■ Problems ■
A – In the NEIPA brewing thread, list every ion in the target water profile along with its value.
B – Write the next few posts of the NEIPA brewing thread, following on from its final reply.

■ Excerpt to read ■
────
TARGET WATER PROFILE:
Profile Name: NEIPA
Ca2: 120
Mg2: 10
Na: 26
Cl: 250
SO4: 50
HCO3: 20

View attachment 81270
The single dry hop addition at high krausen I think is what I’ll do too, to avoid opening the FV twice and if it’s still fermenting then I guess that will help remove any oxygen that got it at that point. Am tempted to add some wheat like your recipe too.
 
I have never had a problem with Neipa's just being ultra careful with standard brewing practices but I may just be lucky too and would suggest any brewer to use anything in their arsenal/method when doing Neipa's as they can be tricky buggers :laugh8:
 
Ok call me stupid but I’m going to give it go and I’ve got the water warming up. I know there’s a chance I’ll be chucking the whole lot down the sink at some point but at least it’ll be an experiment to see what is and isn’t possible with my setup. I’ll try this one without any additions like ascorbic acid or smb but will try and be very careful at dry hopping and transfer. I might try the Mylar balloon though for cold crash, thanks for the link @DocAnna.
 
For cold crashing, what are peoples thoughts on connecting a keg filled with co2 to the airlock on the FV? I’m thinking it would be the same as using a balloon, so co2 would get sucked in to the FV?
 
For cold crashing, what are peoples thoughts on connecting a keg filled with co2 to the airlock on the FV? I’m thinking it would be the same as using a balloon, so co2 would get sucked in to the FV?
It would. But if it's a sealed keg, you probably want to account for the pressure drop when it's cooled. If it's a sealed system, you risk damaging your FV with the negative pressure
 
It would. But if it's a sealed keg, you probably want to account for the pressure drop when it's cooled. If it's a sealed system, you risk damaging your FV with the negative pressure
Yes I see, so because the co2 is the keg is under pressure that would be bad for my FV as it’s not pressure rated. Maybe I could fill the keg with CO2 at only 1 or 2 psi?
────
■ Extracted material ■
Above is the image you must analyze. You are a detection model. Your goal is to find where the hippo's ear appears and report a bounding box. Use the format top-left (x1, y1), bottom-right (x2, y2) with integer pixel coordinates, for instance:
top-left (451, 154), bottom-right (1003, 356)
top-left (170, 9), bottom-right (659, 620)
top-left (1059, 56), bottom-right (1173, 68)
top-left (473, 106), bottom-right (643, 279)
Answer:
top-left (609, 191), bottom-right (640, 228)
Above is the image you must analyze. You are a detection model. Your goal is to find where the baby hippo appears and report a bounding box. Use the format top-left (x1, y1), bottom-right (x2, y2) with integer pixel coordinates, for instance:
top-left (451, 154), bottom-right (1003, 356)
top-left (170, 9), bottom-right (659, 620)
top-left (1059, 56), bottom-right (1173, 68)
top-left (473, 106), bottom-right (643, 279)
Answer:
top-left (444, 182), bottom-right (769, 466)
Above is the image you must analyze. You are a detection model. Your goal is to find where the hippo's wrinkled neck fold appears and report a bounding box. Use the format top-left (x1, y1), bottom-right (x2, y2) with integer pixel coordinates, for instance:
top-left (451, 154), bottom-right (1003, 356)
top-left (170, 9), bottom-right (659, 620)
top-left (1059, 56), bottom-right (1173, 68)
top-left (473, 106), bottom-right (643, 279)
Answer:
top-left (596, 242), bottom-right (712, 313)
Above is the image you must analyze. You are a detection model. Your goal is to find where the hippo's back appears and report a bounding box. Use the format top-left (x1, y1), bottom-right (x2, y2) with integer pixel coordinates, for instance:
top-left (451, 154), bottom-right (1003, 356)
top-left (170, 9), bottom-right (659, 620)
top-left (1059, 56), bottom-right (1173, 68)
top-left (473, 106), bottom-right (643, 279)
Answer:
────
■ In response ■
A –
Ca2: 120
Mg2: 10
Na: 26
Cl: 250
SO4: 50
HCO3: 20

B –
For cold crashing, what are peoples thoughts on connecting a keg filled with co2 to the airlock on the FV? I’m thinking it would be the same as using a balloon, so co2 would get sucked in to the FV?
Nah. If you’re going to do it properly you need a balloon cos as the gas is sucked into the fermentation bucket as the beer cools and absorbs CO2 you want the balloon to collapse. Using a keg will create a negative pressure in the fermentation bucket and suck air in through the lid join.
You’ve got a couple of weeks before you need to cold crash, plenty of time to get a balloon from Amazon wink...
 
Nah. If you’re going to do it properly you need a balloon cos as the gas is sucked into the fermentation bucket as the beer cools and absorbs CO2 you want the balloon to collapse. Using a keg will create a negative pressure in the fermentation bucket and suck air in through the lid join.
You’ve got a couple of weeks before you need to cold crash, plenty of time to get a balloon from Amazon wink...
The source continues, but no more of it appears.